Work instructions – Print the part of the passage about Jacob and Joseph below word for word, beginning at the words "This implausible birth" and stopping after "another seven years.".

Document passage –

Jacob is the third character in the trilogy of the patriarchs: Abraham, Isaac, and Jacob.

Like most of us, Jacob had his moments, that’s for sure! His name has all sorts of meaning hidden in plain sight. At its root, Jacob means “heel-grabber.” His birth story is that, one of twins, he grabbed his brother Esau’s heel as Esau was being born first and pulled him back in and went ahead of him.

This implausible birth narrative, like many birth stories, was rehearsed often throughout his life as his character was famous for taking unfair advantages in life, tricking his brother Esau on many occasions out of what was legally his, including his father’s death bed blessing.

Later, while “on the lam,” escaping his brother’s justifiable wrath against him, he fell in love with a young woman named Rachel and arranged to marry her. To his dismay, the trickster met his match, allegedly discovering only on his wedding night that his father in law Laban had sent in NOT Rachel, but her older sister Leah. Laban promised that Jacob could eventually get Rachel, if he would work for his father in law for another seven years.

In the end, Jacob managed to eventually get not only Rachel, but most of his father in law’s livestock in the bargain.

Between his two wives, Leah and Rachel, and their two maids Zilpah and Bilpah, Jacob had 12 sons – the scions of the 12 tribes of Israel.

By all accounts, however, it was Joseph, his eleventh son, who was his hands-down favorite. While all his brothers worked the fields and managed the herds, Joseph was allowed to spend his days playing. His interactions with his older brothers focused on boring them with details of his many dreams, some of which involved situations in which he became ruler over his brothers, an idea that cannot have done much toward easing tensions between them and him. His father Jacob even gave Joseph a beautiful and expensive cloak woven of vibrantly died skeins of lambs’ wool.

Not surprisingly, the brothers hatched a plan to get rid of Joseph. First, they left him at the bottom of a dry well to starve to death; later, in a moment of tenderness, they took him out of the well and sold him to a traveling caravan where he eventually ended up in Egypt. The story they concocted to tell their father Jacob was that Joseph was unfortunately killed by wild beasts, perhaps living out scenes from their own dreams.

So we can imagine the brothers’ surprise when, having traveled to Egypt during a worldwide famine seeking help from the Pharaoh’s right hand, they discovered that this important person was, in fact, none other than their brother Joseph.

Here is the intersection in this drama where we are invited to join in, not just this morning, but at all times. Because, to one degree or another, each of us has a family story that involves cruelty, jealousy, injustice, and broken hearts.

And as we approach Ash Wednesday and the beginning of a season of repentance and the possibility to begin again, here is the choice that the word of God offers us:

Do we continue the pattern? Or, do we break it?

Here’s what Joseph chose to do. He was certainly in a position to take his revenge. After all, his dreams had come true. Here he was lording it over his brothers who were literally groveling before him, begging for food. All of these men had been raised by Jacob, the heel-grabbing patriarch. Should Joseph crush them as his father Jacob might have done? Or, caress them?

Family system drama doesn’t develop overnight, but ironically it can begin to change overnight.

Point annotation dataset records –
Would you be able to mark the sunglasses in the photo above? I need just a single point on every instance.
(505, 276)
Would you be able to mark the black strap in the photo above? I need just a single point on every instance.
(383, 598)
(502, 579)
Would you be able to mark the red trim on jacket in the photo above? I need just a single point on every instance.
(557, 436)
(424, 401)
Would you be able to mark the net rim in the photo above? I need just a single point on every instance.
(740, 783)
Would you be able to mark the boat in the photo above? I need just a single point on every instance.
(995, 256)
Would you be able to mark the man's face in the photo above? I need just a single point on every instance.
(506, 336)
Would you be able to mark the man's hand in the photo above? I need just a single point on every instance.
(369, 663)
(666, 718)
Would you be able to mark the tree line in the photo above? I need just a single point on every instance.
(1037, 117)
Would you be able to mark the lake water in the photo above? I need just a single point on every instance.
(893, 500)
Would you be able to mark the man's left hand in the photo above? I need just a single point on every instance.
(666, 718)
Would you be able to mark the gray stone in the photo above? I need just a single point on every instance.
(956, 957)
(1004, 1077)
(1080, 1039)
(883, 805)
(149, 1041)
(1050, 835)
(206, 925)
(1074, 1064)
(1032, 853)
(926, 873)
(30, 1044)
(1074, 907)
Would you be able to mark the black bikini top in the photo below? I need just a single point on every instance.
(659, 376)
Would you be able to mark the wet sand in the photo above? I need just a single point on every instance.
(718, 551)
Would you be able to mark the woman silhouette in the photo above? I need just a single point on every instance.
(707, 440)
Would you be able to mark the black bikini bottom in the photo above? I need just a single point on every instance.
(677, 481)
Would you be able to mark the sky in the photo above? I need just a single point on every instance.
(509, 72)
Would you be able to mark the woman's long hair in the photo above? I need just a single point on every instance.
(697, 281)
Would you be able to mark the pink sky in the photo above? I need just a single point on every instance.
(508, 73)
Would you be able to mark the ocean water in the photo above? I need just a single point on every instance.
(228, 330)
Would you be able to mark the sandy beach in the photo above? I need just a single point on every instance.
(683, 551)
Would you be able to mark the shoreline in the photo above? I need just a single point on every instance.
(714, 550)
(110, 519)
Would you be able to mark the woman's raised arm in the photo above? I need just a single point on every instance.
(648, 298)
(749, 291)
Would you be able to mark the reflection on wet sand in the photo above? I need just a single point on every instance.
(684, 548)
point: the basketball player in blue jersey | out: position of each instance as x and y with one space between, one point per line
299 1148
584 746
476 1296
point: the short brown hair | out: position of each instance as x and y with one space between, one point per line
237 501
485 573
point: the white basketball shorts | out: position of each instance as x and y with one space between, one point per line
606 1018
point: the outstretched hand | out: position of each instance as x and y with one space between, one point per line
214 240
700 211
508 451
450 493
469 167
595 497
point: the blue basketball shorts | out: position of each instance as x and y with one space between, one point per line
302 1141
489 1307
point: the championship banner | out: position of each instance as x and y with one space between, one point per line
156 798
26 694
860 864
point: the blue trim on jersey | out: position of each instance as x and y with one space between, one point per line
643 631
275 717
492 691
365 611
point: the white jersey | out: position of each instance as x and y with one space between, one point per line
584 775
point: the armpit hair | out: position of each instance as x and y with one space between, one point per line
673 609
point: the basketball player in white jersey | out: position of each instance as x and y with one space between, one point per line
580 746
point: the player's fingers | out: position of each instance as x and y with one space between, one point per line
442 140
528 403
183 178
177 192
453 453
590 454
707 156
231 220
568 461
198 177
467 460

Output of the exercise –
This implausible birth narrative, like many birth stories, was rehearsed often throughout his life as his character was famous for taking unfair advantages in life, tricking his brother Esau on many occasions out of what was legally his, including his father’s death bed blessing.

Later, while “on the lam,” escaping his brother’s justifiable wrath against him, he fell in love with a young woman named Rachel and arranged to marry her. To his dismay, the trickster met his match, allegedly discovering only on his wedding night that his father in law Laban had sent in NOT Rachel, but her older sister Leah. Laban promised that Jacob could eventually get Rachel, if he would work for his father in law for another seven years.